L’absence d’un État national capable d’étendre son influence sur l’ensemble de ses frontières géographiques offre aux organisations terroristes des opportunités de croissance. Celles-ci exploitent les vastes frontières pour faire passer clandestinement des armes, vendre de la drogue et recruter de nouveaux éléments. Elles peuvent également mettre à profit les endroits au relief accidenté, loin de la surveillance des gouvernements centraux, pour établir des camps d’entraînement dans des régions reculées, notamment dans les zones désertiques, en plus d’utiliser les grottes des montagnes pour abriter ses membres, établir des points d’inspection et de surveillance et sécuriser les approvisionnements, les canaux de communication et les centres de commandement.

> [Exercice proposé A]:
D'après le texte sur les organisations terroristes, dans quel type de régions reculées ces groupes peuvent-ils notamment établir des camps d'entraînement ?
> [Exercice proposé B]:
Prolongez le texte sur les organisations terroristes et les frontières mal contrôlées en reprenant après sa dernière phrase.

> [Jeu de données]:
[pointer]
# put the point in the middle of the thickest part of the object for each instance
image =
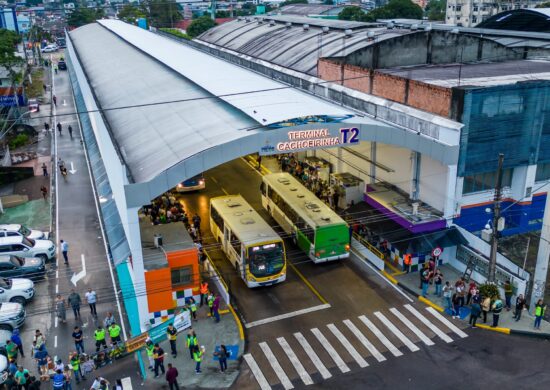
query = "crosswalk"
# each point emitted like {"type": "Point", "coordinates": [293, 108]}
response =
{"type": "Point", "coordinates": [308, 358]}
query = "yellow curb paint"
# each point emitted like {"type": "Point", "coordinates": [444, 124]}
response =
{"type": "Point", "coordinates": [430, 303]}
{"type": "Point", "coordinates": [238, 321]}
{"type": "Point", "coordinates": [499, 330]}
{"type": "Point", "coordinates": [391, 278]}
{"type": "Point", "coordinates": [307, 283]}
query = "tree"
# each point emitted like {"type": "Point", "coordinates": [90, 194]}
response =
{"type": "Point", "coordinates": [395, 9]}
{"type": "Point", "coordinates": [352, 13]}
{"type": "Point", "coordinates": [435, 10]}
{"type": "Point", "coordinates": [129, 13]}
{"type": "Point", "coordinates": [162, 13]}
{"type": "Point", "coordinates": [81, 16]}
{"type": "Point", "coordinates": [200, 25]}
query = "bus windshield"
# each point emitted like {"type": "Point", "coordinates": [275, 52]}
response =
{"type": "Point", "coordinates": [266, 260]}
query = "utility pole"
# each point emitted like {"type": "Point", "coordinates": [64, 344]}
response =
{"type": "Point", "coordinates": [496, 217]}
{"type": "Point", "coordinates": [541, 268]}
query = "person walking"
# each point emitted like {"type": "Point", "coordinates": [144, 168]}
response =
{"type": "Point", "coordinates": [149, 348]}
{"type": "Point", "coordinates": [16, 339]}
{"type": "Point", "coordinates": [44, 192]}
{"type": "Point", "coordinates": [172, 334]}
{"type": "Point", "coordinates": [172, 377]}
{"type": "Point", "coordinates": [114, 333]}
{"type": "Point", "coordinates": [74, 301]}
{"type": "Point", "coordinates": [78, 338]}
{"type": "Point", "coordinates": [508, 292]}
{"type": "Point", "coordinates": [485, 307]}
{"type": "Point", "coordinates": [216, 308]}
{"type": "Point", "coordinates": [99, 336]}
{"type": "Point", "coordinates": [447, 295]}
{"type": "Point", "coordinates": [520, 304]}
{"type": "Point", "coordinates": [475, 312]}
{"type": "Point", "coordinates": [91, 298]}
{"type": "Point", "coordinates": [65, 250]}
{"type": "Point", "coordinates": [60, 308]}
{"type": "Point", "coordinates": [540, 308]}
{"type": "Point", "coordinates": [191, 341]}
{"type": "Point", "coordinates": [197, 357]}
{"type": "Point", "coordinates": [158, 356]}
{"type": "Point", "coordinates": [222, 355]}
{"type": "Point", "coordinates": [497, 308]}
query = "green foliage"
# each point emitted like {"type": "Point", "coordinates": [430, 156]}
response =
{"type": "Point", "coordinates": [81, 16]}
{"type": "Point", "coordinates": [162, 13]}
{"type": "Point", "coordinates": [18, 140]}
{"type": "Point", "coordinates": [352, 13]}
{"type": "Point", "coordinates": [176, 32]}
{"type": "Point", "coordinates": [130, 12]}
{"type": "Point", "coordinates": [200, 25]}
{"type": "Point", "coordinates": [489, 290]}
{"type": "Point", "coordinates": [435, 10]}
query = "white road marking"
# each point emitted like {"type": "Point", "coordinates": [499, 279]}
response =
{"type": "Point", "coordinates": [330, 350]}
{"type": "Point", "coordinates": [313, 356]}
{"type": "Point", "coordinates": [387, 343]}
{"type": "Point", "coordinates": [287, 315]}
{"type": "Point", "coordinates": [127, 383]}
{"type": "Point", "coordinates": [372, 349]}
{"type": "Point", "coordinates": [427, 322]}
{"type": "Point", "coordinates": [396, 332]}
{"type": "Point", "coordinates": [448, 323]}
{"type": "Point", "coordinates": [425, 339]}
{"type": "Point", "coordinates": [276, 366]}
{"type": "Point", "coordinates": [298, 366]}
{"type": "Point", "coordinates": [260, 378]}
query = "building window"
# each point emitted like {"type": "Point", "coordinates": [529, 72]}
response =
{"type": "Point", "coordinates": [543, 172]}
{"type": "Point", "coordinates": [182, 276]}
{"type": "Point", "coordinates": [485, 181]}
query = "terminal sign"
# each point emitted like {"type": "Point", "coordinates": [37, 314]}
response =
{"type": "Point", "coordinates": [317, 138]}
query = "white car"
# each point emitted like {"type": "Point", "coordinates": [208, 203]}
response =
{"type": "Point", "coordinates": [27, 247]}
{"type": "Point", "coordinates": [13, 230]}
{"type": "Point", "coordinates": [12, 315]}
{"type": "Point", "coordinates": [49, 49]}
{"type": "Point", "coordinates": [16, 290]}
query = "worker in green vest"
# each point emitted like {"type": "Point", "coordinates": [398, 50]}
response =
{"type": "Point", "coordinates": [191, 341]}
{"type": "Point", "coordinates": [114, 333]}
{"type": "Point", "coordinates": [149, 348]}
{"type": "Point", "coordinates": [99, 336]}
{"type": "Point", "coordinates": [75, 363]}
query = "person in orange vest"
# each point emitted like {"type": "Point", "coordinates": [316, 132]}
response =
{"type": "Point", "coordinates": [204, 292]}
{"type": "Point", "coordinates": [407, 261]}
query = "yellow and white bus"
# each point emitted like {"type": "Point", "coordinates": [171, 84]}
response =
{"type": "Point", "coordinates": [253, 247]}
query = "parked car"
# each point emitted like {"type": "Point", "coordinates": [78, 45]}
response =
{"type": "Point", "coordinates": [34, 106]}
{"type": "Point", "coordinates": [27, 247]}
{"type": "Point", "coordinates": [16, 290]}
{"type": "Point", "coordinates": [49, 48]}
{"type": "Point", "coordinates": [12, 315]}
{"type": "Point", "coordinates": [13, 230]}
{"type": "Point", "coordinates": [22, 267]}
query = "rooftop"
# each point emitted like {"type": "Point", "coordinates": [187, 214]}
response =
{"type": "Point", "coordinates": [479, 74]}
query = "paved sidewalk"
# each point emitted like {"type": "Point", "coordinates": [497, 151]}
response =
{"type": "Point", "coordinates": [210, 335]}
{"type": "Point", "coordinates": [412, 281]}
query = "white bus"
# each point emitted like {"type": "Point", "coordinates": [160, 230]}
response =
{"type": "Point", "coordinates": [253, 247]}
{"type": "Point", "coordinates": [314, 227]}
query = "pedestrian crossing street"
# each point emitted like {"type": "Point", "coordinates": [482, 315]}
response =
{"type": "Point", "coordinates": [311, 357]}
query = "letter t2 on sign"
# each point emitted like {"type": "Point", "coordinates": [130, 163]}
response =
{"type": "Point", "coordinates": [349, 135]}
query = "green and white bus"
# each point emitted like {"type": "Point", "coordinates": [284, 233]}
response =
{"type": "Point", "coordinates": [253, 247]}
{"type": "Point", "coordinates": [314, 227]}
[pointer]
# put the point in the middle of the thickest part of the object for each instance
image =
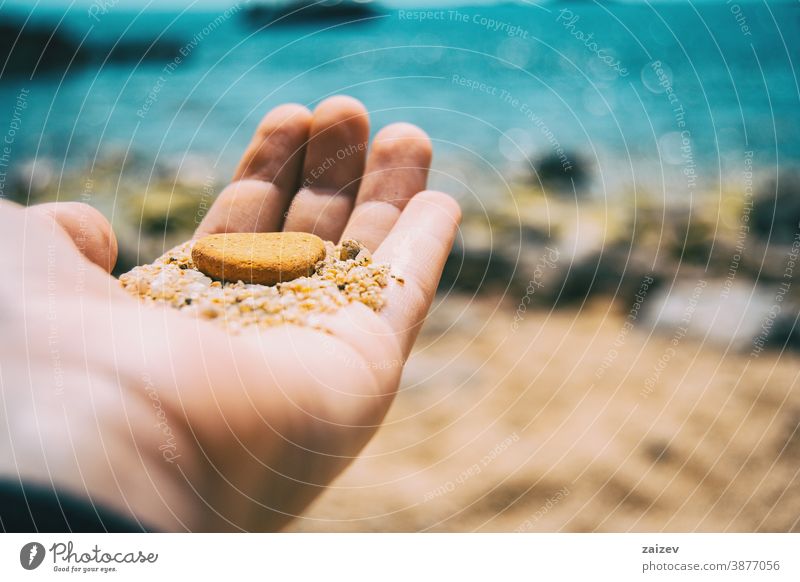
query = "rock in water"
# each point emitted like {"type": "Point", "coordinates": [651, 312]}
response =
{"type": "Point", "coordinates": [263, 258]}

> [Réponse A]:
Dans les zones désertiques.

> [Réponse B]:
La relation inverse entre la capacité des gouvernements centraux à sécuriser la nature géographique de l’État national et le développement des factions armées et des organisations terroristes en son sein est la même relation qui existe entre la stabilité des systèmes politiques au pouvoir et la prolifération de ces groupes. Par conséquent, les crises géopolitiques successives qui ont eu lieu ces dernières années comptent parmi les raisons fondamentales conduisant à des taux élevés de conflits et de guerres à l’échelle mondiale. Elles constituent un environnement fertile pour la mise en œuvre de stratégies terroristes qui évoluent en fonction de la nature des événements. Avant d’entrer dans les détails et donner des exemples de certains pays, il importe de mettre en lumière les différentes stratégies utilisées par Al-Qaïda et Daech, les premiers qui profitent de l’état de conflit et de crise qui frappe de nombreux pays.

Les stratégies d’Al-Qaïda
Al-Qaïda se concentre dans sa stratégie à soutenir les groupes terroristes qui lui sont affiliés dans divers pays. Elle a pu restructurer ses organisations au niveau de la direction et des cellules, et a prêté attention aux mécanismes de mobilisation, de formation et de recrutement, notamment auprès de la nouvelle génération. Elle a également accordé une grande indépendance à ses membres au niveau de la mise en œuvre, ainsi qu’au niveau des médias et de la propagande. En outre, elle a créé des alliances locales entre ses factions et entre des clans et des tribus pour consolider ses relations et les mettre au service de ses intérêts, ce qui lui a permis de « gagner en popularité » sans difficulté, et d’engendrer de lourdes pertes et des répercussions négatives à la région.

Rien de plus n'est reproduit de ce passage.